__Gestellte Aufgabe 1__: Übertragen Sie den folgenden Satz aus dem Forumsthread zum Visual Editor für Eclipse ins Englische: „Nachdem alle Leute vom ursprünglichen VE Projekt abgezogen wurden, musste erst ein neues Entwickler Team übernehmen.“

====== Lesetext

# Wird der Visual Editor  für Eclipse weiterentwickelt?



## Gast (12. Aug 2008)

Hallo Zusammen,

ich schaue mir gerade mal wieder GUI Builder für Eclipse an. Jigloo sieht ganz gut aus. Der Visual Builder ist auch nicht schlecht. Weiß Jemand, ob der noch weiterentwickelt werden soll. Auf der Homepage konnte ich kein Anzeichen finden, das sich da überhaupt noch etwas tut.

Danke und Gruß


----------



## Wildcard (12. Aug 2008)

Nachdem alle Leute vom ursprünglichen VE Projekt abgezogen wurden, musste erst ein neues Entwickler Team übernehmen. Das Team scheint nun zu stehen (unter anderem ist auch Yves YANG dabei für diejenigen denen Omondo und eUML etwas sagen). 
Die nächste Aufgabe war es, den Code auf die neuen Versionen von JEM, EMF, ... anzupassen. 
Auch das scheint mittlerweile weitgehend abgeschlossen. Ich rechne in den nächsten Wochen mit dem ersten offiziellen Release das auf 3.4 laufen wird (erste RCs dafür gibt es schon), und bin guter Dinge, das VEP beim nächsten Major Eclipse Release wieder mit von der Partie ist.

============
====== Eingabedaten

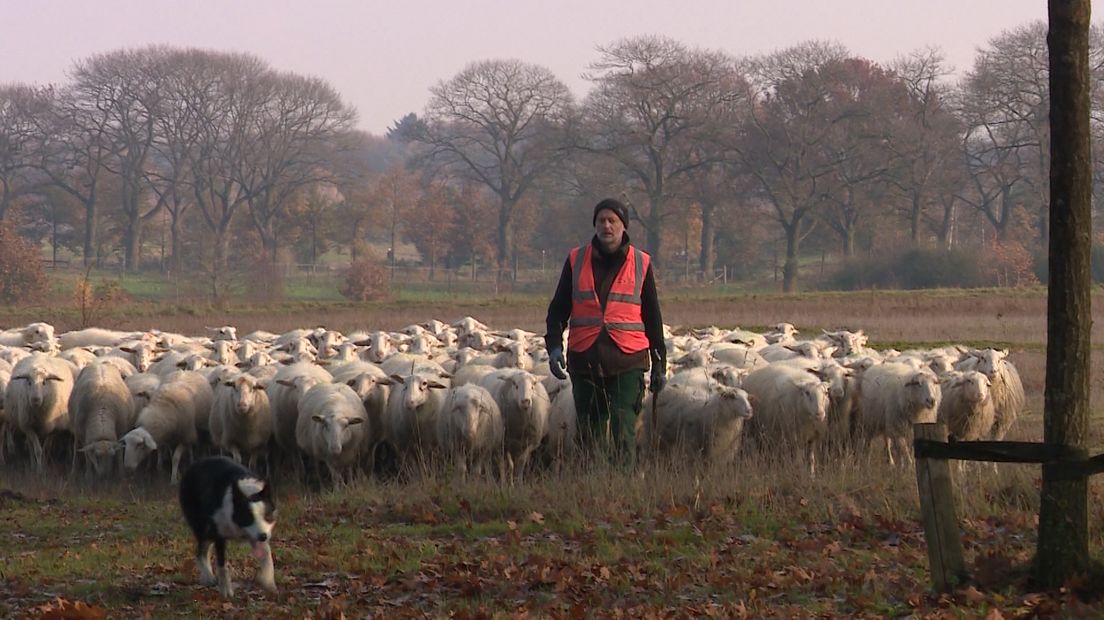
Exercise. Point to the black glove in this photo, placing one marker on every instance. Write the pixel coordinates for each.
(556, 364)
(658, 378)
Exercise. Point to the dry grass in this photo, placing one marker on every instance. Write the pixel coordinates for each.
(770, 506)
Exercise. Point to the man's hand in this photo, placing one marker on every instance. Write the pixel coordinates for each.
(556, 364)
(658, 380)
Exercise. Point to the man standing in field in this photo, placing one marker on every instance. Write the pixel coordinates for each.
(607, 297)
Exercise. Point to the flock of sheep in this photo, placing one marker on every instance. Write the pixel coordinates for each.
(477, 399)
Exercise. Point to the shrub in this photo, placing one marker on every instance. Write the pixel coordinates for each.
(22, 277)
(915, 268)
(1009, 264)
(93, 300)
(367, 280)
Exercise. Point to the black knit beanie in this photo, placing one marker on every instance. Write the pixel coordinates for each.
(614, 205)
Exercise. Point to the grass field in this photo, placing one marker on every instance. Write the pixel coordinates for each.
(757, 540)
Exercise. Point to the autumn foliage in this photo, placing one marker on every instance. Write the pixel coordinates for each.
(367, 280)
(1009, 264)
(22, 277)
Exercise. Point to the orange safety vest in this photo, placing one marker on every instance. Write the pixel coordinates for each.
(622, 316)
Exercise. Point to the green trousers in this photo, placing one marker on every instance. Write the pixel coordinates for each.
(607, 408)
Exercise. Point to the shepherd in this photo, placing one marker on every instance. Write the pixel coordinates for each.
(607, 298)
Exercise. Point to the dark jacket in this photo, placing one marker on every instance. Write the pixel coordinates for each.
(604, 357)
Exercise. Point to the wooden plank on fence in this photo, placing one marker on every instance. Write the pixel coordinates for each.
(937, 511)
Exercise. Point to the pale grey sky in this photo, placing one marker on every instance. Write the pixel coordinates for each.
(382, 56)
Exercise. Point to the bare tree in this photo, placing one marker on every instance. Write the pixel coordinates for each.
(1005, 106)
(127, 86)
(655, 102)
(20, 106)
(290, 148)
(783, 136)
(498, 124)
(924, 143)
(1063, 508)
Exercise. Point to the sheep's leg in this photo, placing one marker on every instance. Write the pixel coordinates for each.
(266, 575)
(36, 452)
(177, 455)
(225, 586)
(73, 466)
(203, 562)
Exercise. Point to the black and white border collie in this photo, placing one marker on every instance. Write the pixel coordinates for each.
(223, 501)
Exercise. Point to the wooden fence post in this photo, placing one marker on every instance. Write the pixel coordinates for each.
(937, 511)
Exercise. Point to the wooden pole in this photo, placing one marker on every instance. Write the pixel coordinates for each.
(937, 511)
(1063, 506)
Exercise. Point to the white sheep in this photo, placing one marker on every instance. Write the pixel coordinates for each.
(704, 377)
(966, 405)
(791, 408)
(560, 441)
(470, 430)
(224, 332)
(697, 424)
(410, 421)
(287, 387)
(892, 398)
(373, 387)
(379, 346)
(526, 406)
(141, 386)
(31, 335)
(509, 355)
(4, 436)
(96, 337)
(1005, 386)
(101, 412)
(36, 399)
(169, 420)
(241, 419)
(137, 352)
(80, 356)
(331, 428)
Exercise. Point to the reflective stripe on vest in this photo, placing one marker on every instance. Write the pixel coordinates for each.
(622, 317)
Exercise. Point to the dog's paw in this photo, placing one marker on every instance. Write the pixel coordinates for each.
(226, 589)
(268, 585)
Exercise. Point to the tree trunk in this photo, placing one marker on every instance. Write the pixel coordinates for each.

============

__Gestellte Aufgabe 2__: Geben Sie aus den Datensätzen den Abschnitt wortgetreu wieder, der mit der Zeile beginnt, die „Exercise. Point to the grass“ enthält, und mit der Zeile endet, die „(1063, 508)“ enthält. Beide Zeilen gehören dazu.

__Vollständige Lösung 1__: After everyone had been pulled off the original VE project, a new development team first had to take over.

__Vollständige Lösung 2__:
Exercise. Point to the grass field in this photo, placing one marker on every instance. Write the pixel coordinates for each.
(757, 540)
Exercise. Point to the autumn foliage in this photo, placing one marker on every instance. Write the pixel coordinates for each.
(367, 280)
(1009, 264)
(22, 277)
Exercise. Point to the orange safety vest in this photo, placing one marker on every instance. Write the pixel coordinates for each.
(622, 316)
Exercise. Point to the green trousers in this photo, placing one marker on every instance. Write the pixel coordinates for each.
(607, 408)
Exercise. Point to the shepherd in this photo, placing one marker on every instance. Write the pixel coordinates for each.
(607, 298)
Exercise. Point to the dark jacket in this photo, placing one marker on every instance. Write the pixel coordinates for each.
(604, 357)
Exercise. Point to the wooden plank on fence in this photo, placing one marker on every instance. Write the pixel coordinates for each.
(937, 511)
Exercise. Point to the pale grey sky in this photo, placing one marker on every instance. Write the pixel coordinates for each.
(382, 56)
Exercise. Point to the bare tree in this photo, placing one marker on every instance. Write the pixel coordinates for each.
(1005, 106)
(127, 86)
(655, 102)
(20, 106)
(290, 148)
(783, 136)
(498, 124)
(924, 143)
(1063, 508)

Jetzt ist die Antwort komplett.